** AVAILABLE RECORDS follows **

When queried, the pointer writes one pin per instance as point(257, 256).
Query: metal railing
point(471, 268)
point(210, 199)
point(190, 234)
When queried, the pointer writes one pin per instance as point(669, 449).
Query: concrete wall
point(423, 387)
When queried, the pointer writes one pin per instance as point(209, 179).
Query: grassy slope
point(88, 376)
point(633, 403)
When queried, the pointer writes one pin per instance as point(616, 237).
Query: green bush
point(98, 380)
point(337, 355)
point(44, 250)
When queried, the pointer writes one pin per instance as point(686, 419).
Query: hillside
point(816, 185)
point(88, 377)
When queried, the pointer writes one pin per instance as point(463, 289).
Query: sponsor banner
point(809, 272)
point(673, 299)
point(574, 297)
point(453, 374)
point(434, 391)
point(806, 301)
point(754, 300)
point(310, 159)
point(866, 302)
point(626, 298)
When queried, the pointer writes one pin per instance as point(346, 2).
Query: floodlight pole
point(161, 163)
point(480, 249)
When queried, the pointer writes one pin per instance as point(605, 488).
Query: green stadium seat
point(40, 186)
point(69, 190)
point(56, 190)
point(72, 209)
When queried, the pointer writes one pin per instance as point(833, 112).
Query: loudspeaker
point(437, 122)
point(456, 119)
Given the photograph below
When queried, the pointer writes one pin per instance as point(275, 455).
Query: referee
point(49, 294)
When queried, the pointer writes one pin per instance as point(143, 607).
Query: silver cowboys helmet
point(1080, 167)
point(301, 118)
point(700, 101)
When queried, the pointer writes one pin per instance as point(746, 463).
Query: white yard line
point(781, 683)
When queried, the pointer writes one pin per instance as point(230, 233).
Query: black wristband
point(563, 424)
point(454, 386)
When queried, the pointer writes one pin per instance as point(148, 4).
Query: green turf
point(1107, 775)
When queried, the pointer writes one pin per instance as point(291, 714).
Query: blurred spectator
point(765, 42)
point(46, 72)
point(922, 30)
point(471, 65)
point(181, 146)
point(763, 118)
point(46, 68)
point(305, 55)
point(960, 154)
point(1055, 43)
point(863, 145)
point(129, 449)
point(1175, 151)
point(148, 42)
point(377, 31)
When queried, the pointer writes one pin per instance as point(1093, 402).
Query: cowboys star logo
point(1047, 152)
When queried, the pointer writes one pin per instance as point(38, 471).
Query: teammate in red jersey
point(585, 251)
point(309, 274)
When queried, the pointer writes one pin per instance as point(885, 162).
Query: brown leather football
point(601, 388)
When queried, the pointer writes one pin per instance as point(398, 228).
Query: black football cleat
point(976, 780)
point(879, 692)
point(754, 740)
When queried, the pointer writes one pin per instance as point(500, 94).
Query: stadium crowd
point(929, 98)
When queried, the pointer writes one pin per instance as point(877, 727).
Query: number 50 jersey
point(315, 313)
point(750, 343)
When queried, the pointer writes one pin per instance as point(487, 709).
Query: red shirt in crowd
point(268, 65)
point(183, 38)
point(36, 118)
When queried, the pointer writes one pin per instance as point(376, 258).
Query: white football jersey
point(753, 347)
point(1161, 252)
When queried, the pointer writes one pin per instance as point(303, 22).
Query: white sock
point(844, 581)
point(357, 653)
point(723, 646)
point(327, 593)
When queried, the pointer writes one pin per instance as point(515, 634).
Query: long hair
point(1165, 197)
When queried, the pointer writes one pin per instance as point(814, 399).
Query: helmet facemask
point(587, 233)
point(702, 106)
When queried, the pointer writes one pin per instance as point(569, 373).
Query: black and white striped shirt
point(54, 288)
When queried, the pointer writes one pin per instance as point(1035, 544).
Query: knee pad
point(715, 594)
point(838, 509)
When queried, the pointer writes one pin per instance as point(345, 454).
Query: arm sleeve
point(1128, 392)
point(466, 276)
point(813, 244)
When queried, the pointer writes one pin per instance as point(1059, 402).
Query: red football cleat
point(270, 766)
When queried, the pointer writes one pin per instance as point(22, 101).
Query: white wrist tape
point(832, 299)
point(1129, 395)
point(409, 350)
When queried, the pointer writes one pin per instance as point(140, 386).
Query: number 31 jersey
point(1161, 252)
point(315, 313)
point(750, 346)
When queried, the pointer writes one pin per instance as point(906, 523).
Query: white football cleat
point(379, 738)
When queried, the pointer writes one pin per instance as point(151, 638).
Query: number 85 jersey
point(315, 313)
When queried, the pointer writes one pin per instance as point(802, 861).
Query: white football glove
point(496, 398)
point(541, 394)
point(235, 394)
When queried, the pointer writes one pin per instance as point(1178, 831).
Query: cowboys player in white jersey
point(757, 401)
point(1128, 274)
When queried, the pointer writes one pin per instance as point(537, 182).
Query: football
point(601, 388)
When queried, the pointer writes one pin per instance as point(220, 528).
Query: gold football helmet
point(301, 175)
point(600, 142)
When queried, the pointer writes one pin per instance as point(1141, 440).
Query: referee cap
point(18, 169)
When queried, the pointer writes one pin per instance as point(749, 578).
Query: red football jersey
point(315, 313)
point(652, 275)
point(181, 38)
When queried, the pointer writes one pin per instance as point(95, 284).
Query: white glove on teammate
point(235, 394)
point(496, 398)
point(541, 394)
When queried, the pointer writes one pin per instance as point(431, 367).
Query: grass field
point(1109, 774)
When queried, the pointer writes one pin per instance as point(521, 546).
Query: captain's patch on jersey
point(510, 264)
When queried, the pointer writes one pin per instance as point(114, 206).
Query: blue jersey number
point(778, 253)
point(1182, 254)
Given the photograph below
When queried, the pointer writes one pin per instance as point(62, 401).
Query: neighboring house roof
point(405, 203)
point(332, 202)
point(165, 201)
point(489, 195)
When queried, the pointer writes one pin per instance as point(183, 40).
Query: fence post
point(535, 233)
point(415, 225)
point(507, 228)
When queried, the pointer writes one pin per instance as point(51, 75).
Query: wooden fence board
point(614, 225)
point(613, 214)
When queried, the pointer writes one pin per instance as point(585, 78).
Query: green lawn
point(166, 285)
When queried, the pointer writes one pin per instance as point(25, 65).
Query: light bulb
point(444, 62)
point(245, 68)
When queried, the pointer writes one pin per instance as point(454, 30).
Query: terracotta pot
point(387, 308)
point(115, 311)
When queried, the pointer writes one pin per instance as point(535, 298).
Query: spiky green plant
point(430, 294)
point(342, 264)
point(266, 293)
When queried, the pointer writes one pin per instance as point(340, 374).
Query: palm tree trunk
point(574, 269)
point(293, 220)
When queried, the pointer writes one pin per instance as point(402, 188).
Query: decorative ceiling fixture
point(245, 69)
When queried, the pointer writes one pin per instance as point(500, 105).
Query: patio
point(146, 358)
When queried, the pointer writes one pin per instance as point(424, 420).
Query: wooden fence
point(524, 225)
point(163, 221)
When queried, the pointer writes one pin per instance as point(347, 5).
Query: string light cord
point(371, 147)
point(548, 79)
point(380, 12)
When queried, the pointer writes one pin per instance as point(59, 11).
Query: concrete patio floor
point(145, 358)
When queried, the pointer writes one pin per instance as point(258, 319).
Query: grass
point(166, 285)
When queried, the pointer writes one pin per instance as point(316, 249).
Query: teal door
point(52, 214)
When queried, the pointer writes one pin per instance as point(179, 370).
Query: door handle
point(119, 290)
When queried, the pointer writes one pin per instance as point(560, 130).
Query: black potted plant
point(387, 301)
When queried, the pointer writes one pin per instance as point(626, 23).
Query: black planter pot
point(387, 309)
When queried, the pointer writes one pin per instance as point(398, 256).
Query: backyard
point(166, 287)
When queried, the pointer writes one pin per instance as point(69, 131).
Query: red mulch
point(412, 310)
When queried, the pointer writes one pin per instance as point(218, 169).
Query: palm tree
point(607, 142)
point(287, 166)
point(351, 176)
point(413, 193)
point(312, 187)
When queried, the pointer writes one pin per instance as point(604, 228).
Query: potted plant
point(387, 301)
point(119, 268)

** End of AVAILABLE RECORDS **

Repeat exactly the lines above, starting with the line that contains "Query: black planter pot" and ending with the last line, both included, and nothing else.

Query: black planter pot
point(387, 309)
When queried, the pointer writes one pin per instance as point(398, 256).
Query: backyard
point(166, 287)
When queried, the pointer writes one pin per instance as point(69, 131).
Query: red mulch
point(412, 310)
When queried, the pointer writes one pin per instance as point(218, 169).
Query: palm tree
point(607, 142)
point(287, 166)
point(351, 176)
point(413, 193)
point(312, 187)
When queried, the pointer writes one pin per instance as point(604, 228).
Query: potted plant
point(387, 301)
point(119, 268)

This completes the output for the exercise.